Slow Money Investing Takes Root

SLOW MONEY INVESTING TAKES ROOT

“We’re running out of dirt.”

In this short phrase, Woody Tasch, venture capitalist, serial entrepreneur, and author, describes the environmental degradation caused by current farming methods. Many stories are familiar: fertilizer runoff contaminating waterways and wetlands; pesticides killing birds and insects; and the recent collapse of entire bee populations. Tasch’s “quiet crisis of the world economy,” though, involves the loss of arable soil.

On its own, nature needs about 1,000 years to build up an inch of topsoil, the vitamin-rich and biologically diverse medium in which healthy plants grow. High-intensity farming methods deplete that same inch in about 40 years. More than one-third of topsoil in the United States has washed into rivers, blown away, or been paved over since Europeans began farming in North America. Even more disturbing, more than one-third of all arable farmland in the world has been degraded or lost since World War II.

An emerging cadre of enterprising investors and entrepreneurs is committed to turning this situation around, and making money in the process. Food entrepreneurs are revitalizing dozens of old businesses, and starting hundreds of new ones, based on sustainable farming and food production methods. Worldwide, this new alternative food system is referred to as Slow Food. Tasch and other investors promote a so-called Slow Money model to fund these enterprises, and realize solid returns for their efforts.

[Stored entries]

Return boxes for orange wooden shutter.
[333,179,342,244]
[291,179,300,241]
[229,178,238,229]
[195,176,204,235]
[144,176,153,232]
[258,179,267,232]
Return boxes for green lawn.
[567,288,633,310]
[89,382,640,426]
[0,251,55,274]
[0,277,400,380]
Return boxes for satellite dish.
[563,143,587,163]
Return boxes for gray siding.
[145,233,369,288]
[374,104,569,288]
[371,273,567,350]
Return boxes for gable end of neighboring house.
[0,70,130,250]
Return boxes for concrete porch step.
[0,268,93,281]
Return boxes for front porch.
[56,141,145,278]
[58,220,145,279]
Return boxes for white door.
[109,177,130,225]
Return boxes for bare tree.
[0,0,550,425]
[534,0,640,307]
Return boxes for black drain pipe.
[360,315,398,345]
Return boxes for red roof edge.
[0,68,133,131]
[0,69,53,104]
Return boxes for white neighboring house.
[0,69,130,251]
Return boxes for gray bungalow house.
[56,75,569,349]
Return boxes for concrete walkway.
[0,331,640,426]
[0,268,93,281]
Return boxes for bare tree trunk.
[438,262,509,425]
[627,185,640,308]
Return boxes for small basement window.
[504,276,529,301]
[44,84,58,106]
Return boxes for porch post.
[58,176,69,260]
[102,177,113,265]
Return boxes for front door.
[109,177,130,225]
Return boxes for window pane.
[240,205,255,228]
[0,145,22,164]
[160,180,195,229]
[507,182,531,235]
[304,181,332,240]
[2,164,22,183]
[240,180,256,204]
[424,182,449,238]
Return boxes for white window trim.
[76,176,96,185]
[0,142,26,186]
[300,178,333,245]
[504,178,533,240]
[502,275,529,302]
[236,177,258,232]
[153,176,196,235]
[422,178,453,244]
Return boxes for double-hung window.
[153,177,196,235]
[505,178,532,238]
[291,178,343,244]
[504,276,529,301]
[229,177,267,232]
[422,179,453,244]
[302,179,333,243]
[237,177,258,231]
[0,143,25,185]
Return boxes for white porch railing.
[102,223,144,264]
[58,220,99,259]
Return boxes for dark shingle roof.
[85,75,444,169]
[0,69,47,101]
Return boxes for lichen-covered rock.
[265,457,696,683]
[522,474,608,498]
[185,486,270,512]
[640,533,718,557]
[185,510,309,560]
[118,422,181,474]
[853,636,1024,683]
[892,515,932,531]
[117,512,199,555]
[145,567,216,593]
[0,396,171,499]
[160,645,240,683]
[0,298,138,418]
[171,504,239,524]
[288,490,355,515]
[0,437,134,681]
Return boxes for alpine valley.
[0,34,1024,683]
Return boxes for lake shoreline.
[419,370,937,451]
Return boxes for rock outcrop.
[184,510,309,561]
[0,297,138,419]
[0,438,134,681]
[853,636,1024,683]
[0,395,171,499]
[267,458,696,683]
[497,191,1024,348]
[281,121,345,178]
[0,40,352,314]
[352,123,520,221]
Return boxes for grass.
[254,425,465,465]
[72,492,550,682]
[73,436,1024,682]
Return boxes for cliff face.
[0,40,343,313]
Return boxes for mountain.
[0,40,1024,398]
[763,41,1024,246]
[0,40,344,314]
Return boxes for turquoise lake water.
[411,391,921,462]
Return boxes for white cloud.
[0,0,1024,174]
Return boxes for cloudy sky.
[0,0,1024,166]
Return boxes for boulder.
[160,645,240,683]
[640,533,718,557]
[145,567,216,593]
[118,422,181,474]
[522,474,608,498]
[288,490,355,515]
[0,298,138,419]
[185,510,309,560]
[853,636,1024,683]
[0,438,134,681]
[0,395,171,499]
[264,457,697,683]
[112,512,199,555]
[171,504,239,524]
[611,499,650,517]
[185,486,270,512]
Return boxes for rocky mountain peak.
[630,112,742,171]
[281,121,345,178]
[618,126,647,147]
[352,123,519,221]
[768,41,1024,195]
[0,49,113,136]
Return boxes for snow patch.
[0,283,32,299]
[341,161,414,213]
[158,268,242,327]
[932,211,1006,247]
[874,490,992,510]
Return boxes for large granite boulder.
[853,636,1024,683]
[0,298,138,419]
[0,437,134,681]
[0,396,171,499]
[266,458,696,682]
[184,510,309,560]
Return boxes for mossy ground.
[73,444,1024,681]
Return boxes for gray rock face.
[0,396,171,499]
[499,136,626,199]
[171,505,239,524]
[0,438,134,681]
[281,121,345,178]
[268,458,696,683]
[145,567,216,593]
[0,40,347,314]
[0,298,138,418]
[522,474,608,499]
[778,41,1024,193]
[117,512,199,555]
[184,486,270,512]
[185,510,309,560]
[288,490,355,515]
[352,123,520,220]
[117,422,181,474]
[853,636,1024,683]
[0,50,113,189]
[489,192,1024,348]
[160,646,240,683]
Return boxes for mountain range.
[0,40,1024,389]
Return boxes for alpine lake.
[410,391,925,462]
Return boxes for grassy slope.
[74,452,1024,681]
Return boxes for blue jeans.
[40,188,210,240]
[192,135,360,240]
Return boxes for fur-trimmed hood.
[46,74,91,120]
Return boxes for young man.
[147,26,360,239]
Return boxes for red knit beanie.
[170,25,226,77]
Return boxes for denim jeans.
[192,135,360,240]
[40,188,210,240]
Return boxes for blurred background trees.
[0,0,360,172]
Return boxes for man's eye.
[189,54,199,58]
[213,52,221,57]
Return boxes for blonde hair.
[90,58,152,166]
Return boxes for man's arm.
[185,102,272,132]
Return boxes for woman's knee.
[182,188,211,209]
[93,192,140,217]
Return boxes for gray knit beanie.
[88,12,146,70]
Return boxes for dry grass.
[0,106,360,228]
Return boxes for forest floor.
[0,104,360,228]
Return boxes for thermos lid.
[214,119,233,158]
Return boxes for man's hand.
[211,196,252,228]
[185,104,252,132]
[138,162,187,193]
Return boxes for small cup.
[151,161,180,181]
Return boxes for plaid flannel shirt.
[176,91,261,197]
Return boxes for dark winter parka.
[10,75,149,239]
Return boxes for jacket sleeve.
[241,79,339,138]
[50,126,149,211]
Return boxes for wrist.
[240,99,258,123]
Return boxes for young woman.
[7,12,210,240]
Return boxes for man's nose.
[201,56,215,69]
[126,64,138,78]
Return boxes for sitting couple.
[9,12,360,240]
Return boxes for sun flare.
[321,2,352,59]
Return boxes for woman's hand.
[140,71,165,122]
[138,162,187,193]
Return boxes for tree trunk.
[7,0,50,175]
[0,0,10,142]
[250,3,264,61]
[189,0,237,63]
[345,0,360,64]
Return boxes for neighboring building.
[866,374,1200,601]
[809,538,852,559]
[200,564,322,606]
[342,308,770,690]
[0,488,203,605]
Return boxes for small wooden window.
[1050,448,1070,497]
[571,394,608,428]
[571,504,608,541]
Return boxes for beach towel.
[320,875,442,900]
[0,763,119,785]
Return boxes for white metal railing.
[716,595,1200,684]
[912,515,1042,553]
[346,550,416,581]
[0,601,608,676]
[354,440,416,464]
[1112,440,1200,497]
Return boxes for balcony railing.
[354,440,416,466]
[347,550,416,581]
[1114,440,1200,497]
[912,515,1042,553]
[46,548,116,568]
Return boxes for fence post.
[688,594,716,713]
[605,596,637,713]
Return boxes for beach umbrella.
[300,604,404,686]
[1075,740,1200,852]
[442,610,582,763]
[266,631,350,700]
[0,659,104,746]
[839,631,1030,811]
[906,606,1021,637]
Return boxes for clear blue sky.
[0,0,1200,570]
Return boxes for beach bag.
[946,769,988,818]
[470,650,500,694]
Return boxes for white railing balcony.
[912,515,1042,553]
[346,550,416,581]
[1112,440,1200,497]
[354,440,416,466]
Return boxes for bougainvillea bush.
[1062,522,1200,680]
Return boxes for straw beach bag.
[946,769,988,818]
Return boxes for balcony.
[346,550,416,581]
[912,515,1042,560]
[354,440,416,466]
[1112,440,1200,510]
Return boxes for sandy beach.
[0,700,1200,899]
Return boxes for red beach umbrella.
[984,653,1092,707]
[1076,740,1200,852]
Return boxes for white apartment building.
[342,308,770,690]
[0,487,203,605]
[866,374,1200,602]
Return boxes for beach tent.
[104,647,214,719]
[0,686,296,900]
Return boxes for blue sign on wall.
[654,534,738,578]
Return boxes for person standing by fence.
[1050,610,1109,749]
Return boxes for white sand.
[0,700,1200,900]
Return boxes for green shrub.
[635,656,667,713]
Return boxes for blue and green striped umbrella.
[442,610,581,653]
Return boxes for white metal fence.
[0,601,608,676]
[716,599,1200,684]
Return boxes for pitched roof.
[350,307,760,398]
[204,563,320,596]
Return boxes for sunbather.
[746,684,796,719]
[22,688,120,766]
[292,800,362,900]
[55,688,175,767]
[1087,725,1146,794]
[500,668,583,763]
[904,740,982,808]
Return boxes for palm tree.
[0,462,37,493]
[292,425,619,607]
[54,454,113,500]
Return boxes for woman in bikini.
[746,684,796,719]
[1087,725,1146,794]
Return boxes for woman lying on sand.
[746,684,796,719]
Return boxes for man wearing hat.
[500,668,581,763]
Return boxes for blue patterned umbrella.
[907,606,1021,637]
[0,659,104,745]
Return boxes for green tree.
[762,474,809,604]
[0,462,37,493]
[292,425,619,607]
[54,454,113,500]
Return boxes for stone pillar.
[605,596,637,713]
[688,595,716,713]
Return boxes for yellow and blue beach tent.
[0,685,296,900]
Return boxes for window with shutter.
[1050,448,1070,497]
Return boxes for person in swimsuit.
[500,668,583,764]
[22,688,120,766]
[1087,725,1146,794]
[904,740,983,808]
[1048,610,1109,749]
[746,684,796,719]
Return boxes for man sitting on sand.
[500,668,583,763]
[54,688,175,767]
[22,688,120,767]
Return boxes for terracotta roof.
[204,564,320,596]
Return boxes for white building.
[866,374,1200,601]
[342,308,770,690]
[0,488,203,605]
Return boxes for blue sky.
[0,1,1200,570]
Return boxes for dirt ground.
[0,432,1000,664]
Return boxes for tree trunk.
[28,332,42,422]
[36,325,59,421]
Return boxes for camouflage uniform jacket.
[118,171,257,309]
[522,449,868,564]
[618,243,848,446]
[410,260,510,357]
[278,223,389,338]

[Activity]
Extend the slow money investing text from where it stops.

[Reply to the exercise]
Slow Money, says Tasch, offers a new economic model intent on “investing a few billion dollars a year in tens of thousands of small food enterprises that are essential to the long-term stability and health of soil and community.” Slow Money investors—individuals, funds, and associations—steer capital to food entrepreneurs—farmers, bakers, cheese-makers, brewers, and more—who grow and produce food with methods that restore instead of deplete soil. Investors are rewarded financially for lower turnover and longer holding periods, say three, seven, 10 years, and socially (or personally) for participating in building a restorative economy.

Julia Shanks is the regional head of Greater Boston Slow Money. Like many Slow Money groups, it hosts educational forums, supports local food festivals, and brings local food entrepreneurs and investors together. A recent event brought prospective impact investors—people who invest their capital with the express intention of addressing social and environmental challenges—together to learn about creating capital markets to support local social enterprises. “Boston has a lot of people who are interested in investing for social returns as well as economic returns,” notes Shanks. “They can go in it for the long haul, not the quick exit.”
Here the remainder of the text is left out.